#### [Source extract]

It is common, according to experts on the shale industry, that ancillary businesses develop near cracker plants to take advantage of proximity, but Wheeling’s mayor does not expect that to take place within the city limits just as it did not when the steel industry was thriving on the banks of the Ohio River. Instead, downtown Wheeling was a densely populated business district, and it could be once again.

“While it is difficult to project the overall regional economic impact of a cracker plant, there is no doubt that this facility would be a tremendous shot in the arm to our regional economy,” Elliott said. “While the city of Wheeling does not possess a surplus of flat, developable properties suitable for the offshoot industries that tend to cluster around crackers, we have a surplus of office space in our downtown business district suitable for the corporate headquarters associated with all this regional activity.

“Indeed, no other city in the immediate surrounding region is positioned as well as we are to become the corporate headquarters for the cracker-based economy, particularly when you consider the impressive collection of banks, law firms, accounting firms, and financial firms in and around our downtown,” he said.

#### [Short exercise 1]
Copy the records word for word, between the line holding "Q: What bounding box encloses the blue" and the end of the records, inclusive.

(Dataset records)

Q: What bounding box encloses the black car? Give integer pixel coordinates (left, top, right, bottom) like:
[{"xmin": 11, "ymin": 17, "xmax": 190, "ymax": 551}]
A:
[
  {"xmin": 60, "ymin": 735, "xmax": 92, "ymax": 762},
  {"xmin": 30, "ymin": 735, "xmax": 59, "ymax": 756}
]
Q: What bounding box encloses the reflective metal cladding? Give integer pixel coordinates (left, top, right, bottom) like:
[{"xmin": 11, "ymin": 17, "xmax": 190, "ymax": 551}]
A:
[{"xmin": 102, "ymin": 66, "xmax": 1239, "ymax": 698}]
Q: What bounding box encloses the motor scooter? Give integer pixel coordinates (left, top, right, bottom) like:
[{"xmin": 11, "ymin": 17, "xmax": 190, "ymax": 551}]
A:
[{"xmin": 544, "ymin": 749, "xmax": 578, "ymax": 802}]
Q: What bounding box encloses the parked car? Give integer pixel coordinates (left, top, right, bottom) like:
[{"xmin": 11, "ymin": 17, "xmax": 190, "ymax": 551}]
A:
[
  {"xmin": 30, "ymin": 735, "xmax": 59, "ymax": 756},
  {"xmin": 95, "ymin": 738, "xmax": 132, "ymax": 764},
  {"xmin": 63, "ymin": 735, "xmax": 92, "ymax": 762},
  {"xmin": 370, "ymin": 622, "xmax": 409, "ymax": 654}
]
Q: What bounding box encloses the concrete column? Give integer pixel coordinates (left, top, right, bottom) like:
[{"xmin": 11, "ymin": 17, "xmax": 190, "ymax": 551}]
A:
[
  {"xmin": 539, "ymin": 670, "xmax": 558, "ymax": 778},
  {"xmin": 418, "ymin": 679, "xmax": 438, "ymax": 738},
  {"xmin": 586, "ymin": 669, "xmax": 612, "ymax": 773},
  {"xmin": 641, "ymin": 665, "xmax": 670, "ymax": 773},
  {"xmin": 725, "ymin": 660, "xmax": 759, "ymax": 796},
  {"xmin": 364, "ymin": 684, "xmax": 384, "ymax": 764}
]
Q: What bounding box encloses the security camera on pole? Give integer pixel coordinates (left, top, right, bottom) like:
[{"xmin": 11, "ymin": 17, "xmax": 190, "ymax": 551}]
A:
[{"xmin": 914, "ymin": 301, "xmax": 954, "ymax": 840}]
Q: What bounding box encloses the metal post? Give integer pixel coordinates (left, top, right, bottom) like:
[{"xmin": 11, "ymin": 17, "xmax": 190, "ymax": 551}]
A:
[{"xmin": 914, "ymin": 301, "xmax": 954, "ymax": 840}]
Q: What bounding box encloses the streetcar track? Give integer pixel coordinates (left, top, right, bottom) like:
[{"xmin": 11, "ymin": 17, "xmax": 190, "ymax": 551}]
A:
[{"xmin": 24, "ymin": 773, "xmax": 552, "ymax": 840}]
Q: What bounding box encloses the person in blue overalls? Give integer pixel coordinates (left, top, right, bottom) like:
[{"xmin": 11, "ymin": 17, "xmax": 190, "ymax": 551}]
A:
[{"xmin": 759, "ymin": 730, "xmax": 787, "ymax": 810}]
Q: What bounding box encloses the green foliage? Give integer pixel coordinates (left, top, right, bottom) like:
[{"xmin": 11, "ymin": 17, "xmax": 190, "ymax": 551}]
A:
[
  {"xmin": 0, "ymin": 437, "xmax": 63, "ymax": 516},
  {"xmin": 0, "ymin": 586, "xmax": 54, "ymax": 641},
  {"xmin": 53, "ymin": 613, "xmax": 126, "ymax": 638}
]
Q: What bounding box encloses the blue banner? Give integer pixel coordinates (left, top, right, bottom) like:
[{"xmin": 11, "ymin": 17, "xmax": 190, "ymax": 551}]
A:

#### [Short exercise 2]
In the passage on Wheeling and the cracker plant, rewrite the part between "It is common, according" and "be once again.", inclusive, changing "mayor" to "city manager".

#### [Complete output 1]
Q: What bounding box encloses the blue banner? Give integer pixel coordinates (left, top, right, bottom) like:
[{"xmin": 11, "ymin": 17, "xmax": 190, "ymax": 551}]
A:

#### [Complete output 2]
It is common, according to experts on the shale industry, that ancillary businesses develop near cracker plants to take advantage of proximity, but Wheeling’s city manager does not expect that to take place within the city limits just as it did not when the steel industry was thriving on the banks of the Ohio River. Instead, downtown Wheeling was a densely populated business district, and it could be once again.